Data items
+---+
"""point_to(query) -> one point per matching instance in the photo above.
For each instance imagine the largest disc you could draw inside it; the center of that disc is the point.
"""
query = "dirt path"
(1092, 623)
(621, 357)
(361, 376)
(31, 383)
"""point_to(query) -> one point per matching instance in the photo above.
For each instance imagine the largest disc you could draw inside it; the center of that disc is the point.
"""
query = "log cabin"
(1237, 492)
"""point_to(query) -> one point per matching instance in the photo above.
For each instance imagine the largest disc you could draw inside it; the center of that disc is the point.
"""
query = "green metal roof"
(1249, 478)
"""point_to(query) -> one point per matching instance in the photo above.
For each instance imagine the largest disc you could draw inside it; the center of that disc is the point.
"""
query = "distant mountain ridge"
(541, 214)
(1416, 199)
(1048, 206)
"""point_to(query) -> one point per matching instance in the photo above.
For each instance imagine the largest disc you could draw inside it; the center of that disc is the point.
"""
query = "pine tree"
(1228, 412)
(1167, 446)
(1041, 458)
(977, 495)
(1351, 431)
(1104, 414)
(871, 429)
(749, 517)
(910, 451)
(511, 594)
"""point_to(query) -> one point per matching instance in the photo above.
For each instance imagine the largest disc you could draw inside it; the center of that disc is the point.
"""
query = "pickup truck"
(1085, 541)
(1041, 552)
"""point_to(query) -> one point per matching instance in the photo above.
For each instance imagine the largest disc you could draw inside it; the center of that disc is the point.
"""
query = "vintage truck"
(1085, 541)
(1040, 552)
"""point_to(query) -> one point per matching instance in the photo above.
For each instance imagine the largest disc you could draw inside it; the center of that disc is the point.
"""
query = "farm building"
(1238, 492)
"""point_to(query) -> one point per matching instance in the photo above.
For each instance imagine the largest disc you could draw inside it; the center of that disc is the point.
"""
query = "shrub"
+---+
TASK DESCRIPTION: Print every entry exactly as it appears.

TASK ANSWER:
"""point_to(query) -> one point per matching instance in the photo above.
For each instance imagine the largest disc you could draw inside it; the center of that disc is the point.
"""
query = "dirt path"
(1092, 623)
(621, 357)
(361, 376)
(31, 383)
"""point_to(query) -> one point per matching instance in the photo above.
For each instance imagine the largest disc you could draw inside it; the center of that disc is the point.
"""
query = "log cabin"
(1237, 492)
"""point_to(query) -> one point per matching instance in the photo above.
For each instance imagine the largest disc you could draw inside it; the center of that disc is the point.
"""
query = "green metal roof"
(1249, 478)
"""point_to(query) -> one point per matching instance in the photo above.
For each instance imagine the largest disc you could draw inside it; the center of that disc is the point.
"""
query = "distant mountain ridge"
(541, 214)
(1416, 199)
(1048, 206)
"""point_to(query) -> one point per matching instance in the photo above.
For each instance imagine the largest disc you could draw inside it; the center of that disc is the point.
"""
query = "pine tree"
(1228, 412)
(1167, 446)
(1041, 458)
(977, 495)
(1351, 431)
(1104, 414)
(871, 429)
(749, 517)
(910, 451)
(511, 594)
"""point_to(query) -> one point per matching instance in the photo above.
For each instance imagine the largest disc you could draw inside it; the center of that disc is the point.
"""
query = "pickup truck"
(1085, 541)
(1041, 552)
"""point_to(query) -> one point per matching instance in the photo above.
For each instance imagine the largest disc you could draw inside it; the center of that disc is the point.
"""
query = "vintage truck"
(1085, 541)
(1040, 552)
"""point_to(query) -> one point per matching instance in the photo above.
For each instance imagine the largest disc you could draw inside it; the center of that disc is the point.
"""
query = "farm building"
(1238, 492)
"""point_to(query) -> one point per matching instance in the photo above.
For each instance imagine the largest disc you could draw inside it; the center of that disc is the point.
"""
query = "shrub"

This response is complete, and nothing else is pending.